**EXERCISE OBJECTIVE**. If a line of the data below contains the string "target", count it, then state the total alone.

Stored items from a collection
%%
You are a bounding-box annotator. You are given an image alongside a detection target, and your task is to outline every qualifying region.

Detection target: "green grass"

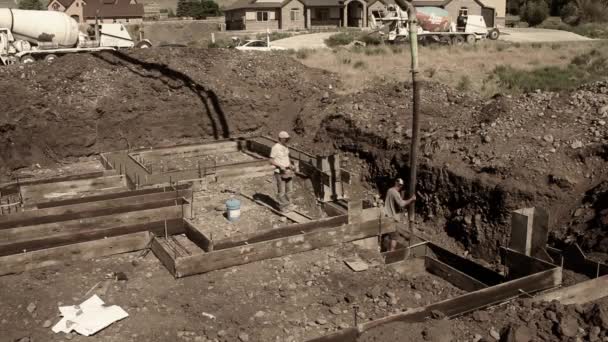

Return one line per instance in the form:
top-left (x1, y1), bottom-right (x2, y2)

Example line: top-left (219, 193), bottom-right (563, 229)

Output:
top-left (490, 49), bottom-right (608, 92)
%%
**RESULT BELOW**. 2